(EXERCISE): Change every occurrence of "detect" in the listing below to "locate", and leave all other text the same.

(Dataset rows):
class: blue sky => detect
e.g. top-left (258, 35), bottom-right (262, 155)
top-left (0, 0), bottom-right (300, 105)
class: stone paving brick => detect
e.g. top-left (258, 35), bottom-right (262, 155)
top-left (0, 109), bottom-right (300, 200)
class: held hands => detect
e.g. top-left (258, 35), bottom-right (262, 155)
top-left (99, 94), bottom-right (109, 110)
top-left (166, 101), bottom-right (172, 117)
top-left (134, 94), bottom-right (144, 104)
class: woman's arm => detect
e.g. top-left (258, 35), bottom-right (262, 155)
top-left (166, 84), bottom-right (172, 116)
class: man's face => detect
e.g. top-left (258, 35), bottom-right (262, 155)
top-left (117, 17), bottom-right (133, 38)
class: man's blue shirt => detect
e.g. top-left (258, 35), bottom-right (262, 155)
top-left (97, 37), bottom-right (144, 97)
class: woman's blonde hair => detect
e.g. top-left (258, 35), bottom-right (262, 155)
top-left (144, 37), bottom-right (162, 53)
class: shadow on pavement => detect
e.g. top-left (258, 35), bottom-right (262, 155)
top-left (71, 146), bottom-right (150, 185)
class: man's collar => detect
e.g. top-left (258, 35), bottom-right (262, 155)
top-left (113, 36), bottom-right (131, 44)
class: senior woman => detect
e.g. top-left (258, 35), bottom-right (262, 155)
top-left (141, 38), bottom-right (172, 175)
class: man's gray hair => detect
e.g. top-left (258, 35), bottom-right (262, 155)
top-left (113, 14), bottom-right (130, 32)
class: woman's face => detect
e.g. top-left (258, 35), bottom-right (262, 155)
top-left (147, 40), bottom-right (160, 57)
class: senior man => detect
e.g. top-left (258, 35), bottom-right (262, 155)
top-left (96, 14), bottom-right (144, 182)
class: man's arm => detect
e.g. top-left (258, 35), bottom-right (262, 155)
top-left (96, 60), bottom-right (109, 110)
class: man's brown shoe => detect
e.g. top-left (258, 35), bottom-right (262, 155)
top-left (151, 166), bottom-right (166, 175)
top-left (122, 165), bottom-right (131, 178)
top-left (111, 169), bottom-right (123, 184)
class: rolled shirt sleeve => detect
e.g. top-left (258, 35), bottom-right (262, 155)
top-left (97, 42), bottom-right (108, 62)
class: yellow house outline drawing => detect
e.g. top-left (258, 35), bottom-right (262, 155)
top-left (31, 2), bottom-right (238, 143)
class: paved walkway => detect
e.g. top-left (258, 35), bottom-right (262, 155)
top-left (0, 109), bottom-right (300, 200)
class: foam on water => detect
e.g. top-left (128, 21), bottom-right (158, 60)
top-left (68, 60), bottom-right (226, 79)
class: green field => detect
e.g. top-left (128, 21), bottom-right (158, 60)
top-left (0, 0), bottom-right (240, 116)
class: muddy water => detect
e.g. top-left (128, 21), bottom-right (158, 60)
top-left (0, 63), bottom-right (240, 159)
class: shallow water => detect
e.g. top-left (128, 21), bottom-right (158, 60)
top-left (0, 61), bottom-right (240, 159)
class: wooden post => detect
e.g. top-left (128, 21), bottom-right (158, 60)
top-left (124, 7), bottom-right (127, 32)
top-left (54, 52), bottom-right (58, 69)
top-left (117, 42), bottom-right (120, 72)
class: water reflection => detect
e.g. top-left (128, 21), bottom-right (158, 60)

(CORRECT RESULT):
class: blue sky => locate
e.g. top-left (258, 35), bottom-right (262, 155)
top-left (0, 0), bottom-right (300, 105)
class: stone paving brick => locate
e.g. top-left (258, 35), bottom-right (262, 155)
top-left (0, 109), bottom-right (300, 200)
class: held hands => locate
e.g. top-left (258, 35), bottom-right (262, 155)
top-left (99, 94), bottom-right (109, 110)
top-left (166, 101), bottom-right (172, 117)
top-left (134, 94), bottom-right (144, 104)
class: woman's arm => locate
e.g. top-left (258, 35), bottom-right (262, 155)
top-left (166, 84), bottom-right (172, 116)
class: man's face => locate
e.g. top-left (258, 35), bottom-right (262, 155)
top-left (117, 17), bottom-right (133, 38)
class: man's blue shirt => locate
e.g. top-left (258, 35), bottom-right (262, 155)
top-left (97, 37), bottom-right (144, 97)
class: woman's blonde hair => locate
e.g. top-left (258, 35), bottom-right (262, 155)
top-left (144, 37), bottom-right (162, 53)
class: shadow on pavement => locate
e.g. top-left (258, 35), bottom-right (262, 155)
top-left (71, 146), bottom-right (150, 185)
class: man's collar => locate
e.g. top-left (258, 35), bottom-right (262, 155)
top-left (113, 36), bottom-right (131, 44)
class: senior woman => locate
e.g. top-left (258, 35), bottom-right (262, 155)
top-left (141, 38), bottom-right (172, 175)
class: man's gray hair => locate
e.g. top-left (258, 35), bottom-right (262, 155)
top-left (113, 14), bottom-right (130, 32)
class: woman's face => locate
e.g. top-left (258, 35), bottom-right (262, 155)
top-left (147, 40), bottom-right (160, 57)
class: senior man => locate
e.g. top-left (258, 35), bottom-right (262, 155)
top-left (96, 14), bottom-right (144, 182)
class: man's arm => locate
e.g. top-left (258, 35), bottom-right (262, 155)
top-left (96, 60), bottom-right (109, 110)
class: man's brown shoe => locate
e.g. top-left (258, 35), bottom-right (262, 155)
top-left (151, 166), bottom-right (166, 175)
top-left (122, 165), bottom-right (131, 178)
top-left (111, 169), bottom-right (123, 184)
class: rolled shirt sleeve => locate
e.g. top-left (258, 35), bottom-right (262, 155)
top-left (97, 42), bottom-right (108, 62)
class: yellow house outline drawing => locate
e.g. top-left (258, 35), bottom-right (262, 155)
top-left (31, 2), bottom-right (238, 143)
class: paved walkway => locate
e.g. top-left (258, 35), bottom-right (262, 155)
top-left (0, 109), bottom-right (300, 200)
class: foam on water => locate
e.g. top-left (128, 21), bottom-right (158, 60)
top-left (68, 60), bottom-right (226, 79)
class: green field => locate
e.g. top-left (128, 21), bottom-right (158, 60)
top-left (0, 0), bottom-right (240, 116)
class: muddy water => locate
e.g. top-left (128, 21), bottom-right (158, 60)
top-left (0, 63), bottom-right (240, 159)
class: shallow water => locate
e.g. top-left (128, 21), bottom-right (158, 60)
top-left (0, 61), bottom-right (240, 159)
class: wooden post => locate
e.g. top-left (128, 21), bottom-right (158, 60)
top-left (124, 7), bottom-right (127, 32)
top-left (54, 52), bottom-right (58, 69)
top-left (117, 42), bottom-right (120, 72)
class: water reflection => locate
e.g. top-left (128, 21), bottom-right (158, 60)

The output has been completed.